Start of EXTRACT TO READ

Physical characteristics
- Source: Padinalkad Ghat Reserve Forest, Karnataka
- • location: Kodagu District, India
- • coordinates: 12°14′10″N 75°37′25″E﻿ / ﻿12.23611°N 75.62361°E
- • elevation: 1,520 m (4,990 ft)
- Mouth: Arabian Sea
- • location: Near Thuruthy, Nileshwaram, India
- • coordinates: 12°06′15″N 75°08′20″E﻿ / ﻿12.10417°N 75.13889°E
- • elevation: 0 m (0 ft)
- Length: 64 km (40 mi)
- Basin size: 561 km (349 mi)

Basin features
- • left: Chaithravahini River
- • right: Pulingome River

= Kariangode River =

River in India

Kariankode River also known as Tejaswini River is one among the 44 rivers flowing through Kerala state. Kariankode River is a major river that forms the boundary between Kasaragod district and Kannur district of Kerala state. It is also the second largest river in Kasaragod district running through the hills and dales of Vellarikundu, Hosdurg and Payyanur Taluks. Places like Pulingome, Cherupuzha, Kakkadavu, Perumbatta, Mukkada, Kayyur, Kilayikode and Andol are situated at the bank of this river.

==Origin==
Kariangode River originates from Coorg Hills in the reserve forest of Coorg in the state of Karnataka.

==Tributaries==
- The upper headwaters are fed mainly by the Mundore, Padimalahole and Ariakkadavuhole tributaries. Originating in the Coorg hills of Karnataka, these small mountain streams (hole denotes a stream in Kannada) unite in the forest to form the source of the Kariangode River.

End of EXTRACT TO READ
Start of SUPPLIED ENTRIES

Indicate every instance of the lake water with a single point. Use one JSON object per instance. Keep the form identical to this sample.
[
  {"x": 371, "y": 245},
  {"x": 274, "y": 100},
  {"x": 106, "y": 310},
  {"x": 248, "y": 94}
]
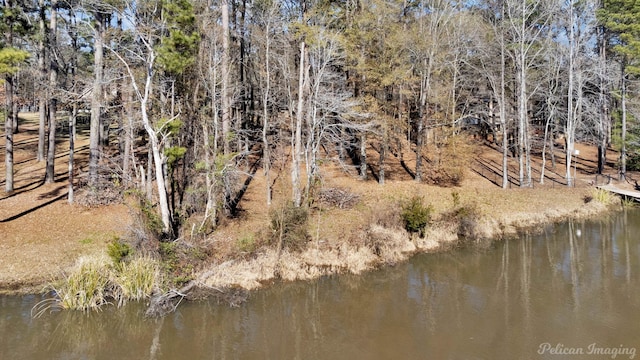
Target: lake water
[{"x": 570, "y": 292}]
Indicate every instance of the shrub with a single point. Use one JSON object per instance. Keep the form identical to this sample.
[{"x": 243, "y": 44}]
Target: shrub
[
  {"x": 416, "y": 215},
  {"x": 247, "y": 243},
  {"x": 603, "y": 196},
  {"x": 450, "y": 160},
  {"x": 289, "y": 226},
  {"x": 118, "y": 250}
]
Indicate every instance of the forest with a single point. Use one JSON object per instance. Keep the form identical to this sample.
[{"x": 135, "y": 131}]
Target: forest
[{"x": 185, "y": 99}]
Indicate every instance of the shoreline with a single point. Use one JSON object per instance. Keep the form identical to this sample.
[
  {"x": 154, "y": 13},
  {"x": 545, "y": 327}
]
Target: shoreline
[
  {"x": 385, "y": 246},
  {"x": 368, "y": 246}
]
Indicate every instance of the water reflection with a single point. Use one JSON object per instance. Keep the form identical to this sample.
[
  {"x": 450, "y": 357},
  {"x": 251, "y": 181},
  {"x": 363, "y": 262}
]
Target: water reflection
[{"x": 572, "y": 284}]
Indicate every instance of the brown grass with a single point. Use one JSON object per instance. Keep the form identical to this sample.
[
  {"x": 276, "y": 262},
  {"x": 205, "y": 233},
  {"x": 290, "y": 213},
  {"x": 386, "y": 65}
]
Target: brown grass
[{"x": 41, "y": 245}]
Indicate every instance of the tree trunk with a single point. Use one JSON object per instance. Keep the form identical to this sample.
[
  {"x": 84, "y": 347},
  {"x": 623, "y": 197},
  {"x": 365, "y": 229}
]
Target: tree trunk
[
  {"x": 297, "y": 138},
  {"x": 226, "y": 97},
  {"x": 53, "y": 81},
  {"x": 96, "y": 99},
  {"x": 8, "y": 128},
  {"x": 72, "y": 135},
  {"x": 623, "y": 147},
  {"x": 363, "y": 156},
  {"x": 42, "y": 67}
]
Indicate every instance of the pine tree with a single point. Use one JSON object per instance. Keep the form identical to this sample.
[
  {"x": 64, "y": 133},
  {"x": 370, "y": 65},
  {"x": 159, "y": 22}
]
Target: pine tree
[{"x": 621, "y": 20}]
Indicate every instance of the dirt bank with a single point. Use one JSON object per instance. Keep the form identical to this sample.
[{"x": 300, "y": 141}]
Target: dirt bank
[{"x": 354, "y": 241}]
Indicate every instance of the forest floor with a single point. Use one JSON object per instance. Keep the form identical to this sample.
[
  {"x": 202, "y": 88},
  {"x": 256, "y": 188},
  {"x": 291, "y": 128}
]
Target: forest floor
[{"x": 42, "y": 236}]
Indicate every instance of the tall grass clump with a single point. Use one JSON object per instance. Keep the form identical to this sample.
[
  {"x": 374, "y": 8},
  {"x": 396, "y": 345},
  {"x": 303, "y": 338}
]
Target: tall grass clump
[
  {"x": 98, "y": 281},
  {"x": 137, "y": 279},
  {"x": 603, "y": 196},
  {"x": 416, "y": 215},
  {"x": 87, "y": 287}
]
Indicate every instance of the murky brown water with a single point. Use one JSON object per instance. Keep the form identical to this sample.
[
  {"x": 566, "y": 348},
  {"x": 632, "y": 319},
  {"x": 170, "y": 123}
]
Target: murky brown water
[{"x": 574, "y": 288}]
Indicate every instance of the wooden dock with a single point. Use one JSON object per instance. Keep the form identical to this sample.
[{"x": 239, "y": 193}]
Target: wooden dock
[{"x": 635, "y": 195}]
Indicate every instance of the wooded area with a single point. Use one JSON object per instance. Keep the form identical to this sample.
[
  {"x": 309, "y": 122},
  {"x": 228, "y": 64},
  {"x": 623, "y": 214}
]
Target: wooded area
[{"x": 186, "y": 98}]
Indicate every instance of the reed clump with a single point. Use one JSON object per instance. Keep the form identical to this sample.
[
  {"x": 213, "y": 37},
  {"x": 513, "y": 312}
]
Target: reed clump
[
  {"x": 603, "y": 196},
  {"x": 97, "y": 281}
]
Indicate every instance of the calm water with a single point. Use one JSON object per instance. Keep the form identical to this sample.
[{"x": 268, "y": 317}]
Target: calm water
[{"x": 575, "y": 287}]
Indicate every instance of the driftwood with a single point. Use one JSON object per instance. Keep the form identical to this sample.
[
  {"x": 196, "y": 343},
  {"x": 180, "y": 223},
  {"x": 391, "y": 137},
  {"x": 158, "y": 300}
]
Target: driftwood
[
  {"x": 166, "y": 303},
  {"x": 340, "y": 198}
]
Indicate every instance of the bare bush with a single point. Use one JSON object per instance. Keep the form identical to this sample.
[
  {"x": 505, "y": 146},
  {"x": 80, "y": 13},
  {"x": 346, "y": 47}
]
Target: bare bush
[{"x": 340, "y": 198}]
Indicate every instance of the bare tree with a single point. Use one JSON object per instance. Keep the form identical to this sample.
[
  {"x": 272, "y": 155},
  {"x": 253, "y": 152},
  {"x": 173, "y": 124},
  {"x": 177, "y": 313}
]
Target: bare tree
[{"x": 53, "y": 101}]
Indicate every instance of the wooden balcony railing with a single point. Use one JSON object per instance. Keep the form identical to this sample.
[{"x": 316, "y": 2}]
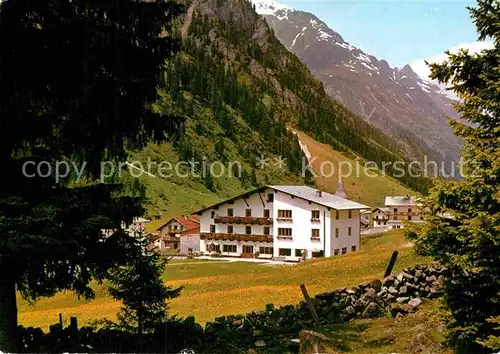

End of SUPPLIED ENTRIES

• WHAT YOU NEED TO DO: Continue the article on the Kariangode River above, starting right after its last sentence.

• ANSWER BOX:
- As the Kariangode River flows through Kerala, its lower stretches are joined by two major tributaries — the Chaithravahini and Pulingome rivers.

==Tourism==
Adventure tourism activities are conducted on the Kariangode River, also known as the Tejaswini River. White-water rafting is conducted on stretches of the Kariangode River, near Cherupuzha in Kannur district. A 12.5 km section is used for rafting during the monsoon and post-monsoon periods. Rafts typically carry 6 to 7 participants and are operated by trained guides. The activity is managed by licensed operators under safety protocols set by local authorities.

==Bridges on Kariangode River==
There are many bridges over Kariangode river. The main bridges include Pulingome bridge, Cherupuzha bridge, Kollada bridge, Kakadavu bridge, Perumbatta bridge, Mukkada bridge, Arayakadav bridge, Andol Poorakkadav hanging bridge, Kariangode bridge and Kottapuram bridge.